Image segmentation entries
»»
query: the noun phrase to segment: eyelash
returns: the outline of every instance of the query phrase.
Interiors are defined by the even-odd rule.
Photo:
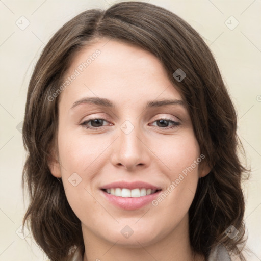
[[[82,123],[80,123],[80,125],[84,126],[84,127],[85,127],[86,128],[89,128],[90,129],[100,129],[100,128],[102,128],[102,127],[104,127],[104,126],[101,126],[101,127],[88,127],[87,126],[87,124],[89,122],[90,122],[91,121],[93,121],[93,120],[103,120],[103,121],[107,121],[108,122],[108,121],[107,121],[105,119],[103,119],[102,118],[93,118],[92,119],[90,119],[89,120],[88,120],[88,121],[84,121],[84,122],[83,122]],[[178,122],[177,121],[174,121],[173,120],[171,120],[170,119],[168,119],[168,118],[161,118],[159,120],[155,120],[155,121],[154,121],[153,122],[153,123],[154,122],[155,122],[156,121],[159,121],[160,120],[166,120],[167,121],[169,121],[169,122],[170,123],[173,123],[173,125],[172,126],[170,126],[170,127],[158,127],[158,128],[160,128],[161,129],[172,129],[172,128],[174,128],[176,127],[177,127],[177,126],[178,126],[180,123],[180,122]]]

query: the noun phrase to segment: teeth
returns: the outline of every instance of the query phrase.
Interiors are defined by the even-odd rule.
[[[106,190],[107,193],[123,198],[144,197],[144,196],[154,193],[156,192],[156,190],[151,190],[150,189],[134,189],[133,190],[129,190],[128,189],[121,189],[120,188],[107,189]]]

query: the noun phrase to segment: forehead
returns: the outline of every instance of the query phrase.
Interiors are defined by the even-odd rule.
[[[106,98],[121,107],[157,98],[181,99],[160,60],[128,43],[103,38],[85,47],[75,56],[64,81],[73,74],[77,76],[61,94],[63,106],[88,96]]]

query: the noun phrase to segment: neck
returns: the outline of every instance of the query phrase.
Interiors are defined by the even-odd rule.
[[[193,252],[190,244],[188,217],[186,217],[167,236],[156,242],[135,246],[119,245],[99,238],[82,224],[85,249],[83,261],[204,261],[203,256]]]

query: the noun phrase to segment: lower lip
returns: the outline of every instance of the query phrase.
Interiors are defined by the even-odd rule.
[[[156,198],[161,191],[161,190],[159,190],[150,195],[137,198],[124,198],[114,196],[101,190],[107,199],[111,203],[118,207],[127,210],[135,210],[142,208]]]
««
TASK OBJECTIVE: Copy out all the entries above with "the noun phrase to segment" swapped for "the term to outline" every time it appears, and change nothing else. Skip the pictures in your copy.

ANSWER TO THE PROBLEM:
query: the term to outline: eyelash
returns: the outline of every instance of the query phrase.
Interiors are defined by the even-odd rule.
Photo:
[[[82,123],[80,123],[80,125],[84,126],[84,127],[85,127],[86,128],[89,128],[90,129],[100,129],[100,128],[102,128],[102,127],[104,127],[104,126],[101,126],[101,127],[88,127],[87,126],[87,124],[89,122],[90,122],[91,121],[93,121],[93,120],[103,120],[103,121],[107,121],[108,122],[108,121],[107,121],[105,119],[103,119],[102,118],[93,118],[92,119],[90,119],[89,120],[88,120],[88,121],[84,121],[84,122],[83,122]],[[178,122],[177,121],[174,121],[173,120],[171,120],[170,119],[168,119],[168,118],[161,118],[159,120],[155,120],[155,121],[154,121],[153,122],[153,123],[154,122],[155,122],[156,121],[159,121],[160,120],[166,120],[167,121],[169,121],[169,122],[170,123],[173,123],[173,125],[172,126],[170,126],[170,127],[158,127],[158,128],[160,128],[161,129],[172,129],[172,128],[174,128],[176,127],[177,127],[177,126],[178,126],[180,123],[180,122]]]

query: the term to outline: teeth
returns: the outline of every instance of the query phrase.
Interiors are defined by the even-odd rule.
[[[106,190],[107,193],[123,198],[144,197],[144,196],[154,193],[156,192],[156,190],[151,190],[150,189],[134,189],[133,190],[129,190],[128,189],[121,189],[120,188],[107,189]]]

query: the term to outline: forehead
returns: the outline of every instance of the query phrase.
Interiors are defined by the even-odd rule.
[[[106,98],[121,107],[157,98],[181,99],[160,60],[128,43],[103,38],[85,47],[75,56],[64,81],[73,74],[77,76],[61,94],[63,106],[88,96]]]

query: the term to outline: neck
returns: the outline of every instance of the query phrase.
Interiors are defined by the even-odd rule.
[[[193,252],[190,244],[188,217],[186,217],[167,236],[156,242],[135,246],[119,245],[99,238],[82,224],[85,249],[83,261],[204,261],[203,256]]]

query: the term to outline: lower lip
returns: the outline of every instance of the query phrase.
Interiors are defined by the even-odd rule.
[[[156,198],[161,191],[161,190],[159,190],[150,195],[137,198],[124,198],[114,196],[101,190],[107,199],[111,203],[118,207],[127,210],[135,210],[142,208]]]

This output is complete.